Return the data below exactly, but only from the line containing "Query: woman's eye" through the line containing "Where can you spot the gray", with both of those lines included.

BEGIN DATA IN THIS EXERCISE

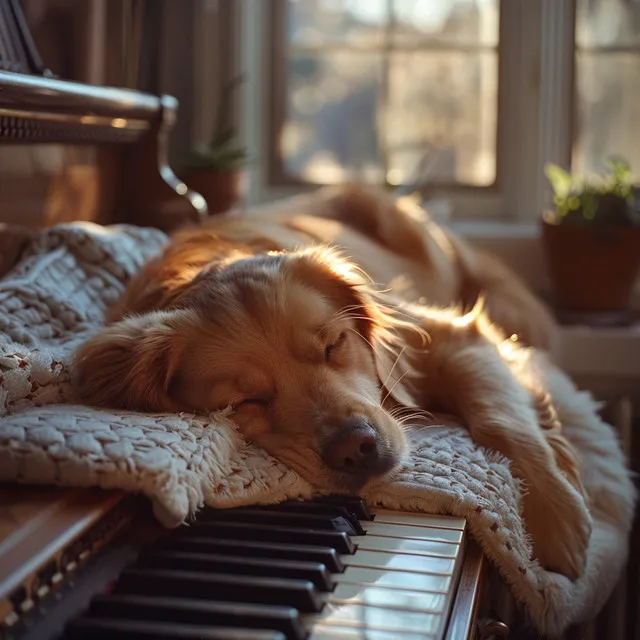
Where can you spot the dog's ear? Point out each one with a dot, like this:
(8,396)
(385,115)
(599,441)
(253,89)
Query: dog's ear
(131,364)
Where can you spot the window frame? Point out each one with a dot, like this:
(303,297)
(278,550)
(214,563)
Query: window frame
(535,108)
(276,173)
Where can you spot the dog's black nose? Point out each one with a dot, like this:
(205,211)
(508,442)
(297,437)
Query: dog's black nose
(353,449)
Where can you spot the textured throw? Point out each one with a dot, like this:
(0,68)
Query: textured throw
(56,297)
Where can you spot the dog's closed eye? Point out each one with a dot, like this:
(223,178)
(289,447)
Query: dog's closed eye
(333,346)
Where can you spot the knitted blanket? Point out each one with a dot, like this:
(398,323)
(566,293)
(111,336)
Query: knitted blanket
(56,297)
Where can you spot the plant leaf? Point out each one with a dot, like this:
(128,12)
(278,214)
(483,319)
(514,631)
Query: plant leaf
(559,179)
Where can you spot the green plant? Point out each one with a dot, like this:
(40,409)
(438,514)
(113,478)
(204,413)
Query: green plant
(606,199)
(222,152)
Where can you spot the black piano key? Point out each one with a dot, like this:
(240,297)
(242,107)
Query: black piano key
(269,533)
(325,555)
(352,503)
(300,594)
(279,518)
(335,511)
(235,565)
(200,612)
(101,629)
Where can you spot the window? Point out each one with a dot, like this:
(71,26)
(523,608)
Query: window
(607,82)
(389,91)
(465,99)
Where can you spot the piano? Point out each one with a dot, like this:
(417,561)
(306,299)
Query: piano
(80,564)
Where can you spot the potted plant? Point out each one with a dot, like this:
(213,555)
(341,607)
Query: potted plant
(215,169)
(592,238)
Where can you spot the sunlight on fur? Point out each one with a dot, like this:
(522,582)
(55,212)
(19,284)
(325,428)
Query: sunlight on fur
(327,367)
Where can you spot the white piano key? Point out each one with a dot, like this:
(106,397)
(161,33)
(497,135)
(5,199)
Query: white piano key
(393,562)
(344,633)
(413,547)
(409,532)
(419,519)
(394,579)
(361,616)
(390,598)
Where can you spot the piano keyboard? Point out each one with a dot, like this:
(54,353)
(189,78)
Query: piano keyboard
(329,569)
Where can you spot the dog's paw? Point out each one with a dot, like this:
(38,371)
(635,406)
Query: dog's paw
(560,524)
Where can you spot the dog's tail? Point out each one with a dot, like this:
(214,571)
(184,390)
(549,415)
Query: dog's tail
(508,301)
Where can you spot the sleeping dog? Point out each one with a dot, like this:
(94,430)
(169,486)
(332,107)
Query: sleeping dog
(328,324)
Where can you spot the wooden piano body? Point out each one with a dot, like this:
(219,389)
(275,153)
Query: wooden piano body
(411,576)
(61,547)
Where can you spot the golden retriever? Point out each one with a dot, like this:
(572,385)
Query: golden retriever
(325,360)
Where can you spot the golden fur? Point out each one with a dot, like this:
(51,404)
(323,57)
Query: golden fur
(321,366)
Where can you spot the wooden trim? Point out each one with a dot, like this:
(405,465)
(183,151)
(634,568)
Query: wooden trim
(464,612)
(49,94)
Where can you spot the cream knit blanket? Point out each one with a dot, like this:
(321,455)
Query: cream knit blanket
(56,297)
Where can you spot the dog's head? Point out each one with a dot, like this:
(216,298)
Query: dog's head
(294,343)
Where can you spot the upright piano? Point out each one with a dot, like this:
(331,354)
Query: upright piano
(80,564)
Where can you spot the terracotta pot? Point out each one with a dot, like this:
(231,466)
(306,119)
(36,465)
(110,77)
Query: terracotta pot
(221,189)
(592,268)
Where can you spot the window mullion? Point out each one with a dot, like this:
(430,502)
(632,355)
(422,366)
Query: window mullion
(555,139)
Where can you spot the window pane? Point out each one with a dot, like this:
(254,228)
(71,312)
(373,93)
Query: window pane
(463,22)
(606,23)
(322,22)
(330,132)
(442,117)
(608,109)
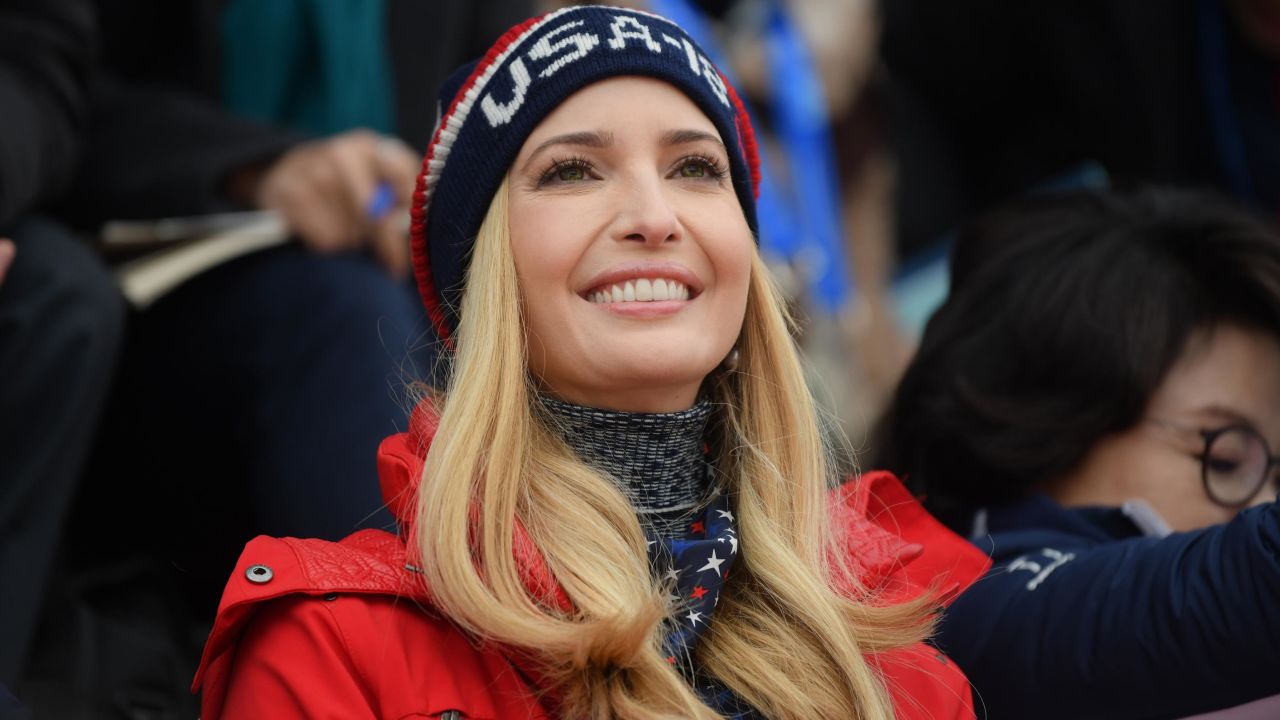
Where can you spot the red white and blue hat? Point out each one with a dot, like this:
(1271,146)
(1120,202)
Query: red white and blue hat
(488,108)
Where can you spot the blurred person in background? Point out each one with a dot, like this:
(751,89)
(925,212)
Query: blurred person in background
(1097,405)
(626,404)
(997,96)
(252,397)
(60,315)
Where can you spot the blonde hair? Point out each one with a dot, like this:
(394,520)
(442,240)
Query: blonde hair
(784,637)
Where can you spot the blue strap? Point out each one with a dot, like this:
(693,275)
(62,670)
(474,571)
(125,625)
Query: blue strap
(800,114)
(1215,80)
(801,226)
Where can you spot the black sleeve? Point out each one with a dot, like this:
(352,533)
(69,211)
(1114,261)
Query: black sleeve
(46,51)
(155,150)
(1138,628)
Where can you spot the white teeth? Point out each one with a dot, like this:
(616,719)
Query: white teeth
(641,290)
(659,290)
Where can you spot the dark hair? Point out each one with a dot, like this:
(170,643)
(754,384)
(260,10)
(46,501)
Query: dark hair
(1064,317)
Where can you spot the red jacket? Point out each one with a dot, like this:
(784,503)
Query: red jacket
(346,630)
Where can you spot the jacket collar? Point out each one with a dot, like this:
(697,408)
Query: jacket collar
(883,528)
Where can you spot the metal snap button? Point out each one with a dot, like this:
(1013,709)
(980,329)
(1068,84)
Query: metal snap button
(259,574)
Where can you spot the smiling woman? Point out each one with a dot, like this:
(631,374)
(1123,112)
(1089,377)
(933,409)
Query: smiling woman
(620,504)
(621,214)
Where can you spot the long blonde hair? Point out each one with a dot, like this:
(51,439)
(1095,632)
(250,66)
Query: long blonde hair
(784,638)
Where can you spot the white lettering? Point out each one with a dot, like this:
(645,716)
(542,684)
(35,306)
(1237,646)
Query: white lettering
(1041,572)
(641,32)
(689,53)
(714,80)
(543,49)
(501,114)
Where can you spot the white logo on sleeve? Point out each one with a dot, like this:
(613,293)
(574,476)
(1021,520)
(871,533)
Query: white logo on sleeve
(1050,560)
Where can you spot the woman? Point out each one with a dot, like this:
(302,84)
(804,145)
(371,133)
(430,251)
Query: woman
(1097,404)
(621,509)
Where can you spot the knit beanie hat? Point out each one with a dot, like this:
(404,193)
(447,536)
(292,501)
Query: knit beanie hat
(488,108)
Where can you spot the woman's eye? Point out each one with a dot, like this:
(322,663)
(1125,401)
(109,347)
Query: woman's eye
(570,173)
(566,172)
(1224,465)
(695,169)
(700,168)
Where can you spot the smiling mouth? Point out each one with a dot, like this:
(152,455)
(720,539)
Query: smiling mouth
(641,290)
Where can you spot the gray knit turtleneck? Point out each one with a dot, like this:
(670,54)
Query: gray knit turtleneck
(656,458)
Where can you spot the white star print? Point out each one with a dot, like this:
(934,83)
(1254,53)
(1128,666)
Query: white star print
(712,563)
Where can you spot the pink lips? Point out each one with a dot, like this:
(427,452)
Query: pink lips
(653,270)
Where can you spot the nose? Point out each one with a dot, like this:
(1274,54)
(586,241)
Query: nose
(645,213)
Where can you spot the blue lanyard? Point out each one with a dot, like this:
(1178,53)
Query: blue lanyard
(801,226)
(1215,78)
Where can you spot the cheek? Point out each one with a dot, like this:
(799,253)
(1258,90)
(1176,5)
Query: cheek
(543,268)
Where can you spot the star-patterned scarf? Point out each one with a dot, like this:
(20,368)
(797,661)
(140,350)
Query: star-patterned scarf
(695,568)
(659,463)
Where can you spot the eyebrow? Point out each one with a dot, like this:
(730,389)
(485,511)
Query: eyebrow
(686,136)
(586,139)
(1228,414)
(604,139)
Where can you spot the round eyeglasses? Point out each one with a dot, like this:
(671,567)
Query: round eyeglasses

END DATA IN THIS EXERCISE
BEGIN DATA IN THIS EXERCISE

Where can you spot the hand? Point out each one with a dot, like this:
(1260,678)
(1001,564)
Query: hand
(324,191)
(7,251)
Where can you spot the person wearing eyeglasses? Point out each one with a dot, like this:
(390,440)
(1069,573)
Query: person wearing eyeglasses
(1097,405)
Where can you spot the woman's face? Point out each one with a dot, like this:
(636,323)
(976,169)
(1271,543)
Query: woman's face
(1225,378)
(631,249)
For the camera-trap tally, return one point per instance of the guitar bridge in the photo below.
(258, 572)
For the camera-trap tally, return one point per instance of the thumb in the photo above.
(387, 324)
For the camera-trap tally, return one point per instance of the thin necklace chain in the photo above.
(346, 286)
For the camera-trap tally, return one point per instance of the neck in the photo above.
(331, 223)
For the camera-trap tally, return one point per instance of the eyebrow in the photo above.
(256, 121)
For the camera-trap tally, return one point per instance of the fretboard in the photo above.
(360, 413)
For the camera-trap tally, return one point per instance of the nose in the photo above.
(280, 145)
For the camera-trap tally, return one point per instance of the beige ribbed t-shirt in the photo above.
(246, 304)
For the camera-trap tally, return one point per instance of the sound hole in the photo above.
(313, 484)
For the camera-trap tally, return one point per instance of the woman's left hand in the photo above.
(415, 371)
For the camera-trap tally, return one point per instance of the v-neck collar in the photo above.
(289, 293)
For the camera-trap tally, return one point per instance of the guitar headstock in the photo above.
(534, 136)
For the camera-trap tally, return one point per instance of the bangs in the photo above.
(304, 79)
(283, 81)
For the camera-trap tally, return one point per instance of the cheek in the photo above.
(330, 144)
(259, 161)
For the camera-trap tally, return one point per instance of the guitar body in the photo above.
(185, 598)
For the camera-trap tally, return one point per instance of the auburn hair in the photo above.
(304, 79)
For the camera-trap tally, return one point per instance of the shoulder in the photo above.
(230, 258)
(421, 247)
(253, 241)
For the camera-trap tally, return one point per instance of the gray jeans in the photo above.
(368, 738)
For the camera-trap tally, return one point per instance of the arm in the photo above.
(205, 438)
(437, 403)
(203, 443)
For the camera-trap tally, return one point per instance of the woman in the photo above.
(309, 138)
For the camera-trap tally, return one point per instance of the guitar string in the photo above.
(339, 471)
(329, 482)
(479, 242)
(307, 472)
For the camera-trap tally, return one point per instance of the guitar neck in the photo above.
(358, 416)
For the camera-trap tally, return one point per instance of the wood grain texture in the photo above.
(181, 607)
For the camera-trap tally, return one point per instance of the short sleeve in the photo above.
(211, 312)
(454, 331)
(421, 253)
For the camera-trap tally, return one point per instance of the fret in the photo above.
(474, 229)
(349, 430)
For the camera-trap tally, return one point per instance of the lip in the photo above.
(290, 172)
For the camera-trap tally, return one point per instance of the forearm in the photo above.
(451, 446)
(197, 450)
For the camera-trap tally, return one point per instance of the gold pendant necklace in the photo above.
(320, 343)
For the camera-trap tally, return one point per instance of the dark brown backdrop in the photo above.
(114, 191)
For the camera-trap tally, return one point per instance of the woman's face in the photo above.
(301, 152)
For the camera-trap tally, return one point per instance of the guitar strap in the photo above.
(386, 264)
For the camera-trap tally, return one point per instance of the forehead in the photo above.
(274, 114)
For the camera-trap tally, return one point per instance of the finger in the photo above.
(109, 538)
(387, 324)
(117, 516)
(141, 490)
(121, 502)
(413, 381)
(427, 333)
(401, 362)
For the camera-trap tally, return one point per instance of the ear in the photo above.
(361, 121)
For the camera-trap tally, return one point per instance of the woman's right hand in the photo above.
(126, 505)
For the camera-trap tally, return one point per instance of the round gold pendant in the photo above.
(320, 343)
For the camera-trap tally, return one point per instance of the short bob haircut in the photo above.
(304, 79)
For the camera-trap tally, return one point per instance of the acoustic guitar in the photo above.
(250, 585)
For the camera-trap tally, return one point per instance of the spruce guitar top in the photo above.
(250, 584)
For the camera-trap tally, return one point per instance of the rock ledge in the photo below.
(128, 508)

END DATA IN THIS EXERCISE

SOLUTION FOR THIS TASK:
Query: woman's eye
(570,173)
(566,172)
(1224,465)
(695,169)
(700,168)
Where can you spot the smiling mouth? Point out each one with a dot, like this:
(152,455)
(720,539)
Query: smiling mouth
(641,290)
Where can you spot the gray knit turtleneck? Point out each one with a dot, like this:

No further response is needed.